**CHALLENGE**
Find "Kindly place a point on the rocky slope, one" in the material below, then copy that line and every subsequent line to the end, exactly.

--- START ---

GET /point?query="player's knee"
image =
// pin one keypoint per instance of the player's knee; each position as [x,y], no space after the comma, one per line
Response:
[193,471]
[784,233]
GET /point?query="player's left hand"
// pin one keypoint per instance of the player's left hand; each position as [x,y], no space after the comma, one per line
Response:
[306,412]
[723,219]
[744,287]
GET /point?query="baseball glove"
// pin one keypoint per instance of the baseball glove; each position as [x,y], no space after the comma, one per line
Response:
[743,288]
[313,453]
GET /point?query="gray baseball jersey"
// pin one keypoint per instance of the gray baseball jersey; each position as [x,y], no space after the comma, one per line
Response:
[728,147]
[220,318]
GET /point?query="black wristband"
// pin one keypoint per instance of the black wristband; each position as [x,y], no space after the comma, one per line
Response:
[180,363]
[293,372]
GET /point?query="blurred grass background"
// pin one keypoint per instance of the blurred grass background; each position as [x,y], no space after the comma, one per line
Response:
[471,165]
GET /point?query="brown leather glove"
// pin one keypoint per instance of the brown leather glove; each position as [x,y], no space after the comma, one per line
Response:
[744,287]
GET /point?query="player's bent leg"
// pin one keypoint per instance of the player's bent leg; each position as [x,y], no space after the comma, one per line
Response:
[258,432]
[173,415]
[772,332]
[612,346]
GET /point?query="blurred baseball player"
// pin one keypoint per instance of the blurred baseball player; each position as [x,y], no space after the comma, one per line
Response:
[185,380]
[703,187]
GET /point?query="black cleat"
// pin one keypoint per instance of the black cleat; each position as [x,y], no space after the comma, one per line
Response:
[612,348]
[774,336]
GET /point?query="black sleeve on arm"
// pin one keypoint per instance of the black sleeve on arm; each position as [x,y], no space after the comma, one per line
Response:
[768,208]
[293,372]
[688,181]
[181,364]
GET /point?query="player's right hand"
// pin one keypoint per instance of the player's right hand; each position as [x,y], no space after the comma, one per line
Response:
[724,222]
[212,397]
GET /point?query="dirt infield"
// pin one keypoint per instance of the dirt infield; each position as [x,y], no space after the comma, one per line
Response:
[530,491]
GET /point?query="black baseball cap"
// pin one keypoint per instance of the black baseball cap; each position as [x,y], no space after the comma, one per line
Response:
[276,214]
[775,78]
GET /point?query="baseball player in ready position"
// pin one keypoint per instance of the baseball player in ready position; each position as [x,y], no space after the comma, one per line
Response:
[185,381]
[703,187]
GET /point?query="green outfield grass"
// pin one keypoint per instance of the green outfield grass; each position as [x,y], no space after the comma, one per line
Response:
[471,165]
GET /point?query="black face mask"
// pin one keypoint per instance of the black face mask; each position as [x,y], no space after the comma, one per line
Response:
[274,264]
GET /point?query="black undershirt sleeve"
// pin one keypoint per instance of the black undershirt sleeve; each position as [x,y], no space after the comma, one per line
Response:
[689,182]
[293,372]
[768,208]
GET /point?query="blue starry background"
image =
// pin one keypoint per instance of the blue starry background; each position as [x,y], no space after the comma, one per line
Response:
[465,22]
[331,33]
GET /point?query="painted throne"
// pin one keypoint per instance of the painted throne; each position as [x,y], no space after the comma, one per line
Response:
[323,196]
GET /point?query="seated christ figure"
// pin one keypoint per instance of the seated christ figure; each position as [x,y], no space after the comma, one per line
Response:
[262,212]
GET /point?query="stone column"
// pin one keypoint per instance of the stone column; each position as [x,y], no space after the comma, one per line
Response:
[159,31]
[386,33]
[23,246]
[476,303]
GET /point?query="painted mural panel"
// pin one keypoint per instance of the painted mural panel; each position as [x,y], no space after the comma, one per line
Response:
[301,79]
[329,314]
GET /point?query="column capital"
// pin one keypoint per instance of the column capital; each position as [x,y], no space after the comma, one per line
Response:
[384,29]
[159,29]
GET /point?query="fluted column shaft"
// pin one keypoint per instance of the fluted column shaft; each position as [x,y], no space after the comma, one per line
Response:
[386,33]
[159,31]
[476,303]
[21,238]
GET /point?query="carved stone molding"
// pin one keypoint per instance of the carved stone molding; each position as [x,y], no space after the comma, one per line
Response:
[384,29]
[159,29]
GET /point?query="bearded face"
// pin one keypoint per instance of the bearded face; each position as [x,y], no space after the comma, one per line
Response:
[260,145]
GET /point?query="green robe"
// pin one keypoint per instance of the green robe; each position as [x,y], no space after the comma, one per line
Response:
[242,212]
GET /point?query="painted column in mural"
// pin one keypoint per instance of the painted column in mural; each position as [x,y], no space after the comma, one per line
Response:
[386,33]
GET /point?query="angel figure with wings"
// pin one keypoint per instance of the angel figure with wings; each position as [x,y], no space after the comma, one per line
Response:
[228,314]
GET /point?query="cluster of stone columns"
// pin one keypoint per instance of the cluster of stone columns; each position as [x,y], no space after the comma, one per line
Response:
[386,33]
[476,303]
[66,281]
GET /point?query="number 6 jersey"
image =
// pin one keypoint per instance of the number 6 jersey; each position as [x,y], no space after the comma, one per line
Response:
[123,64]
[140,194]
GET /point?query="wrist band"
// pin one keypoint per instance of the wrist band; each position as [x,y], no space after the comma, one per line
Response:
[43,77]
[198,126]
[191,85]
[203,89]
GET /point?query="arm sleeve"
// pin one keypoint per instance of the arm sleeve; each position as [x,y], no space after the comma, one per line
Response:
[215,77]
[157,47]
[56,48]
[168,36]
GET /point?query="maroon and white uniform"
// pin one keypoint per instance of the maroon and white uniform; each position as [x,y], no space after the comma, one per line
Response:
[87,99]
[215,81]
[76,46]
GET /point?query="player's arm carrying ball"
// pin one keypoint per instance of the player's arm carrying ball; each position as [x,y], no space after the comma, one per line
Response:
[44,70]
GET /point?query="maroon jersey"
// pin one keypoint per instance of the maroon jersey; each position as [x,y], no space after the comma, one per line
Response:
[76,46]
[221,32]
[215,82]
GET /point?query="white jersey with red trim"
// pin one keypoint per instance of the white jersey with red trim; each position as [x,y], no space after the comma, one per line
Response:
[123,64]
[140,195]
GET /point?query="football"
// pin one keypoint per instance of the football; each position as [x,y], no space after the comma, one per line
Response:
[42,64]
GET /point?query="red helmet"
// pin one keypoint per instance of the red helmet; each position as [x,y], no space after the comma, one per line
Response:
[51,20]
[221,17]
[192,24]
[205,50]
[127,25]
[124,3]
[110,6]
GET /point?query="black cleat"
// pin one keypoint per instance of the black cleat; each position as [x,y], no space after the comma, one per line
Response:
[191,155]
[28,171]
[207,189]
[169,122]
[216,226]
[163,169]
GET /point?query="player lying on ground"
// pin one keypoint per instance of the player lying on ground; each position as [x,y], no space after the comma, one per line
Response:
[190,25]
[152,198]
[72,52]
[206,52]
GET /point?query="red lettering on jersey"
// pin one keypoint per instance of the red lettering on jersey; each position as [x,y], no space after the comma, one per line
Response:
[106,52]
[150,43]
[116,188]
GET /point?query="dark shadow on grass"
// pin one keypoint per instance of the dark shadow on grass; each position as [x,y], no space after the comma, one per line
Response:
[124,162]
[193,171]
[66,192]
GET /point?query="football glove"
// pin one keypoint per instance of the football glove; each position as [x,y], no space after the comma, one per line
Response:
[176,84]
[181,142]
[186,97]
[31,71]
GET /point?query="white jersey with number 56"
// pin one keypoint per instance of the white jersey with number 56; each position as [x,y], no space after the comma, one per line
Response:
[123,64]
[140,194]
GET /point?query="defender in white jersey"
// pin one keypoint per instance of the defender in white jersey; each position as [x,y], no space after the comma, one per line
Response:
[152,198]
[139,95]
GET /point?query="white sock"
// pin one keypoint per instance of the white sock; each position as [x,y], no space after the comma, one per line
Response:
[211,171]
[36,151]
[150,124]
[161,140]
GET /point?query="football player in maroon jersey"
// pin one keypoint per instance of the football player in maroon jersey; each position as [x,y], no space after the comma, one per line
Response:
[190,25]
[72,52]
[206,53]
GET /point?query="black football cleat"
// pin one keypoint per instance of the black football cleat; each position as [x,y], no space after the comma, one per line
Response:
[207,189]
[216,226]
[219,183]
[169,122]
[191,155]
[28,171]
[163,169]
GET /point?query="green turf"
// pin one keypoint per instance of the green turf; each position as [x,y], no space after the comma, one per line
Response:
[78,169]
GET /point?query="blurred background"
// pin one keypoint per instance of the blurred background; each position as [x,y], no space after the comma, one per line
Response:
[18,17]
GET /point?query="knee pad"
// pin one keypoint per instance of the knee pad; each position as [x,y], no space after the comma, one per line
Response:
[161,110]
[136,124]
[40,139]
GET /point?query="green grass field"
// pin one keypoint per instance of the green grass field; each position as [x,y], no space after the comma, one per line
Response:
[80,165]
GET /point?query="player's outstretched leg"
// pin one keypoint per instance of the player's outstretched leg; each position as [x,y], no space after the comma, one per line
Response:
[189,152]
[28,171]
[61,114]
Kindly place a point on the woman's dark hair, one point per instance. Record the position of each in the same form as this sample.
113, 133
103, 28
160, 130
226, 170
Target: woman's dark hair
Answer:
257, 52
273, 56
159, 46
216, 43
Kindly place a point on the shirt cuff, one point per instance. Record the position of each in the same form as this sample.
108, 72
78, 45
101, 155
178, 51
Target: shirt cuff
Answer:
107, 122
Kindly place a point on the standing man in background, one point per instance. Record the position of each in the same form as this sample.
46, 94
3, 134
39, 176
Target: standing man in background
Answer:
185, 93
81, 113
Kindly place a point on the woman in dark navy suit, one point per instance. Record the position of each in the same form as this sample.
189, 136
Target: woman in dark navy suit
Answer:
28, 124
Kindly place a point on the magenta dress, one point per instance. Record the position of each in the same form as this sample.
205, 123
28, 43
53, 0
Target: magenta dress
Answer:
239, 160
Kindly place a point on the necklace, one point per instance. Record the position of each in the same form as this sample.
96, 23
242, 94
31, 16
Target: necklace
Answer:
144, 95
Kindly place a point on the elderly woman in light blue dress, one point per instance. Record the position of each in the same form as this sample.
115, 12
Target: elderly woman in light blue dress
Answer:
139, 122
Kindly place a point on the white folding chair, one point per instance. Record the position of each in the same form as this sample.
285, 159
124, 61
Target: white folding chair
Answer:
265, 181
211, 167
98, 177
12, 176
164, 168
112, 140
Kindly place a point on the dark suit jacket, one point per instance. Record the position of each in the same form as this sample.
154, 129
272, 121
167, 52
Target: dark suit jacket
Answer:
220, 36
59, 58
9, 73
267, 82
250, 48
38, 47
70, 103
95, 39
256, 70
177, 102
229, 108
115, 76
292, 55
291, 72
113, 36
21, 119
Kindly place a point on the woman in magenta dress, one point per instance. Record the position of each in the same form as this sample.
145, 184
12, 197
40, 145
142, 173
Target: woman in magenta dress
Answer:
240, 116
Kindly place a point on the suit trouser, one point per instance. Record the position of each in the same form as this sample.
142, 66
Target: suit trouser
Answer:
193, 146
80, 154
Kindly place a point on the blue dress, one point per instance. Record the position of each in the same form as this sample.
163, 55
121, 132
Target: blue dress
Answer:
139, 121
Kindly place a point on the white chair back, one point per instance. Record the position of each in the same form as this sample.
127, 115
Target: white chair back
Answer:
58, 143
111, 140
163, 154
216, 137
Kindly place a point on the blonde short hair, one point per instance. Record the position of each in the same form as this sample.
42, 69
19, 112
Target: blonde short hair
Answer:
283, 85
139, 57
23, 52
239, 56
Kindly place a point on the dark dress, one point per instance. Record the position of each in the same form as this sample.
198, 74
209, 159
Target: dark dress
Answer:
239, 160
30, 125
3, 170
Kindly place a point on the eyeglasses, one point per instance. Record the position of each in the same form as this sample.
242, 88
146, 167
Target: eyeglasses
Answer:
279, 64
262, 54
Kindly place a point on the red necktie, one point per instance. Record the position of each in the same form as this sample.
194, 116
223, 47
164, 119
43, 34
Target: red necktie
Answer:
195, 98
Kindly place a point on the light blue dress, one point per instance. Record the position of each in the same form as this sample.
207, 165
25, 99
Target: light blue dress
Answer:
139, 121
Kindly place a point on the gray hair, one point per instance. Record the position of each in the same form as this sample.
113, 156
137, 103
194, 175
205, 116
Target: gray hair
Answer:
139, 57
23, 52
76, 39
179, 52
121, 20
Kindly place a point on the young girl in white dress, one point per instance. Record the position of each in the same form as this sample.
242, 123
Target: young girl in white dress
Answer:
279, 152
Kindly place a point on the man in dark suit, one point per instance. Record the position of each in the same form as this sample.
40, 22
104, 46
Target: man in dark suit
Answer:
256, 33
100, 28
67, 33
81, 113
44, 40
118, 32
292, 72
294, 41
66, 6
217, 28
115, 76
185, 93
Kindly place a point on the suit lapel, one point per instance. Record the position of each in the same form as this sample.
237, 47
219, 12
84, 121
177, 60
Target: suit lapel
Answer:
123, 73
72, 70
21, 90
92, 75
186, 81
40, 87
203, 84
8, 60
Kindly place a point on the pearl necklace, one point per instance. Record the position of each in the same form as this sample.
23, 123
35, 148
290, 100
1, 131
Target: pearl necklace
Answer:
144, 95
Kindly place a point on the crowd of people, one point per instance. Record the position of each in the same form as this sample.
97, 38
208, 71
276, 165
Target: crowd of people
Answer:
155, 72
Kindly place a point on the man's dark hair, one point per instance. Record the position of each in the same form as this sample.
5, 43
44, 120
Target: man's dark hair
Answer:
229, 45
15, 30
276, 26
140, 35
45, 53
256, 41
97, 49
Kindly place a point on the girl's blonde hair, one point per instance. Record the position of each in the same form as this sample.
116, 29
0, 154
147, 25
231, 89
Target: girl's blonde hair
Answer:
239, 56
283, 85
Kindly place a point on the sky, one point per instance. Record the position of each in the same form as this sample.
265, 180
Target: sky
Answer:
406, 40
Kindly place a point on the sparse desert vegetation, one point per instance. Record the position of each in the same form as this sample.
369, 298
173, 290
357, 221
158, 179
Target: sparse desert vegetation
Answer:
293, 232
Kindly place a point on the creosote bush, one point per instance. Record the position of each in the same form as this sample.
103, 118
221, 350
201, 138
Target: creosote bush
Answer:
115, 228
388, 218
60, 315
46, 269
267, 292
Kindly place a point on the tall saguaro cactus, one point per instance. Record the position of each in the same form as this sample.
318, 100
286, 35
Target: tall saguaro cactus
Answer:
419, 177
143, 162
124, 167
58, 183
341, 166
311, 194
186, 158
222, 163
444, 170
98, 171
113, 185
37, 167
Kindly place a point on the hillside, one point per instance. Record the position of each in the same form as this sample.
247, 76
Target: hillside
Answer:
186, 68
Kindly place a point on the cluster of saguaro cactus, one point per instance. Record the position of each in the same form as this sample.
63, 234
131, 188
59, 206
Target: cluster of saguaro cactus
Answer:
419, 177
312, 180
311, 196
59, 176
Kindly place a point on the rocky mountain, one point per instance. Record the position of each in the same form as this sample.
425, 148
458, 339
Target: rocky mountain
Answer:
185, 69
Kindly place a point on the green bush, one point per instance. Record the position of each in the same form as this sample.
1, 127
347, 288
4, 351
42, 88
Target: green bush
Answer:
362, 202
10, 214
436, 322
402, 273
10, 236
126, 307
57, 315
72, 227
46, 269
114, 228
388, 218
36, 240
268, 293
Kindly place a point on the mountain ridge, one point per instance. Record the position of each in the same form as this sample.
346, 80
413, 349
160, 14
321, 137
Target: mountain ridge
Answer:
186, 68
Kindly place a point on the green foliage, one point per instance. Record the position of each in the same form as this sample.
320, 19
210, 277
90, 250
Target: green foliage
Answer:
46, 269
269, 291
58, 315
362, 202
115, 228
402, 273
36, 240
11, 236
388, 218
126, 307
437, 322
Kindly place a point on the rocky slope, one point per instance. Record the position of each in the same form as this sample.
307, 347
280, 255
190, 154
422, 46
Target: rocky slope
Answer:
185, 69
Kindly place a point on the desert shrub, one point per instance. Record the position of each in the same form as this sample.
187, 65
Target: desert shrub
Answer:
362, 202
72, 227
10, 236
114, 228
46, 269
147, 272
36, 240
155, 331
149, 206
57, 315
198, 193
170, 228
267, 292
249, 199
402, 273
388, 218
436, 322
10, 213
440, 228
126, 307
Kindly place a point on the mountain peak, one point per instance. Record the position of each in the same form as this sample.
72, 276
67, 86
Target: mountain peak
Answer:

--- END ---

**REPLY**
Kindly place a point on the rocky slope, one point per instance. Record the position of each in the same form as this sample.
307, 347
280, 255
190, 154
422, 46
Target: rocky slope
Answer:
185, 69
Kindly place a point on the desert shrub, one point per instance. Record the position of each in the same form as this sample.
187, 65
Target: desert shrub
Answer:
362, 202
72, 227
10, 236
114, 228
46, 269
147, 272
36, 240
155, 331
149, 206
57, 315
198, 193
170, 228
267, 292
249, 199
402, 273
388, 218
436, 322
10, 213
440, 228
126, 307
Kindly place a point on the mountain peak, one point per instance. Record the position of each in the same form as this sample.
72, 276
67, 86
Target: mountain peak
Answer:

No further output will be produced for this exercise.